■ **Given exercise**
From the tariffs text below, list every bolded label that opens a bullet in its Key Takeaways section.
== Reading passage ==
Understanding Tariffs and Their Impact on Markets, Consumers and Investment Strategy

Presented by Adams Brown Wealth Consultants

Key Takeaways
  • Tariffs as Strategy: Tariffs can protect domestic industries and serve as negotiation tools in global trade.
  • Market Volatility: Tariff announcements create short-term market swings, but long-term planning remains key.
  • Consumer Impact: Tariffs may raise prices on both foreign and domestic goods due to supply chain dependencies.
  • Investment Positioning: Conservative investors can benefit from high-yield cash vehicles and bonds; equity investors should evaluate risk exposure.
  • Business Strategy: Companies are adjusting by absorbing costs, passing them to consumers, or reshaping supply chains.
  • Global Trade Dynamics: Leverage and negotiation are central to effective tariff policy.
  • Portfolio Adjustments: Adams Brown has shifted toward U.S.-based, large-cap investments while reducing international exposure.

 

Transcript Highlights

Introduction

Jeff Smith:
Welcome, everyone. I’m Jeff Smith, a wealth consultant based in Wichita, Kansas. Adams Brown is a fast-growing financial services firm focused on tax, accounting, and wealth solutions. Today’s topic—tariffs—is timely and complex. Our goal is to provide historical context, practical application, and investment insights.

What Are Tariffs?

Quincey Bernard:
A tariff is a tax imposed on imported goods. Governments use tariffs to protect domestic industries, increase revenue, or renegotiate trade terms. For example, if U.S. eggs cost $2.50 per dozen and imported eggs from Mexico cost $2.15, a 25% tariff would raise the import price to $2.68—making U.S. eggs more competitive.
===
== Records supplied ==
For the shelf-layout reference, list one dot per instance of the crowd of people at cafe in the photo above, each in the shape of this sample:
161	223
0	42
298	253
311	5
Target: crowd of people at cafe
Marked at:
===
■ **Answer to this problem**
Tariffs as Strategy
Market Volatility
Consumer Impact
Investment Positioning
Business Strategy
Global Trade Dynamics
Portfolio Adjustments